- _Goal of the exercise_
Copy out the items below with "one keypoint" replaced by "a single point" everywhere, and leave everything else the same. Don't include the pictures in your answer.

(Dataset items about object locations)
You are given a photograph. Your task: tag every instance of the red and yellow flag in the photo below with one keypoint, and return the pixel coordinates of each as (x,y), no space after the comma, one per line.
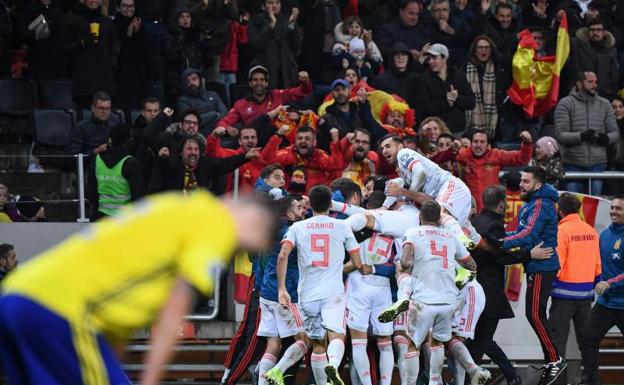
(536,78)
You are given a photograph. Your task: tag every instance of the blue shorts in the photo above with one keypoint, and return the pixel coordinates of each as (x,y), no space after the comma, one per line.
(37,346)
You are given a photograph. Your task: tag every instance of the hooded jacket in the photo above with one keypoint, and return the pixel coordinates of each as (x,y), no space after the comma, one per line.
(537,222)
(576,113)
(601,58)
(200,100)
(612,257)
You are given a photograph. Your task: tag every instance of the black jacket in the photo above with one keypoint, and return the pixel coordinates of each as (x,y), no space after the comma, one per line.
(431,98)
(93,62)
(275,49)
(168,173)
(131,171)
(491,265)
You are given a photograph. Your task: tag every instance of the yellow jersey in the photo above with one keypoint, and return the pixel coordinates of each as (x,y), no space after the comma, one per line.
(116,275)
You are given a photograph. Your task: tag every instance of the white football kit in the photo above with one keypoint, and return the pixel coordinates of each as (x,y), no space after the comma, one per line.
(434,293)
(424,175)
(321,242)
(369,295)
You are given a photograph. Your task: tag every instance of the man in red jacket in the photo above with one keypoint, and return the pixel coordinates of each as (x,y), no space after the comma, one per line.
(305,165)
(261,100)
(247,140)
(482,164)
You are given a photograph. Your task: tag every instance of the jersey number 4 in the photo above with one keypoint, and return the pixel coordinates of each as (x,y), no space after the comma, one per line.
(319,243)
(443,252)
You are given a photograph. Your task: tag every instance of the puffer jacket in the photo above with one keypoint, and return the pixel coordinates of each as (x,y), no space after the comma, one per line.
(611,250)
(576,113)
(537,222)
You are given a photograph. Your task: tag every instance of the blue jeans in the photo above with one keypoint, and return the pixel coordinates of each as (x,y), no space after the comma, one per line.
(581,187)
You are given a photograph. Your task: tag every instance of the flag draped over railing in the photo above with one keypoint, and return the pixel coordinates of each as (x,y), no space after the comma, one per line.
(536,78)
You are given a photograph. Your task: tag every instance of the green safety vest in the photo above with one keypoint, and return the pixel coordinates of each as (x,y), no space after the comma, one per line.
(113,188)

- _Result_
You are given a photograph. Your task: tag every instance of the red and yellow flag in the photo below with a single point, and return the pixel coordinates of each as (x,y), no space after the comma, one per line.
(536,78)
You are given a photograph. Your task: tag every instance of the blue shorts in the photo above with a single point, and return the pixel coordinates of each as (x,y), no space after the comma, one per line.
(37,346)
You are given a photograph. Your task: tag every instance of the hooded jacket in the photo above with a single point, and return the pixel coordinates of each as (x,y), no space after the comma, one per line.
(537,222)
(576,113)
(601,58)
(200,100)
(612,257)
You are given a photograph. Your task: tag every instance of the black jacket in the photo above with a single point, and return the pixel coordinates of each as (x,y), no space after the comma, one per line.
(431,98)
(93,62)
(275,49)
(168,173)
(131,171)
(491,265)
You are given a photograph. Your task: tag every instance of the yellow jersey in the photo above with a single point, and return the pixel coordinates of each as (x,y), no space after the comma, one per line.
(116,275)
You are given a photograph. Your task: tag every instance of the white football kit in the photo above with a single point, and return the pixel coordinates of each as (x,y), no space after the comma, one per line.
(434,293)
(424,175)
(321,242)
(369,295)
You are given a photograph. Your task: tag every instance of the man in red jacket in the photo above with a single point, and return the pixel coordinates of each as (x,y), no space after the comma, one per line.
(305,165)
(261,100)
(247,140)
(482,164)
You are given a photograph. Your task: tag every instance of the jersey number 4 in the photo above with a single point, and return the pixel coordinates of each as (x,y), no space after the comma, one per line.
(319,243)
(443,252)
You are given a photograph. Your task: tag every instance of the puffer jacket in the photo above with a single point, and return the pixel coordinates of each as (x,y), no space after the comma, one per line.
(611,250)
(576,113)
(537,222)
You are given a photograph. Your task: tag every instance of the blue jeans in the photo above with a single point, and return the pixel coordinates of each as (x,y), no space after the comma, one per line.
(581,187)
You are given a photograph. Your task: tag every instance of the flag draped over railing in the photo above with a single point, and return the pixel coordinates of each as (x,y), no space after the comma, one per line.
(536,78)
You are given a photograph. Your task: tag every instance of the green safety vest in the photo above with a single point, and return the pixel coordinates of each as (x,y), no space after the comma, one per line.
(113,188)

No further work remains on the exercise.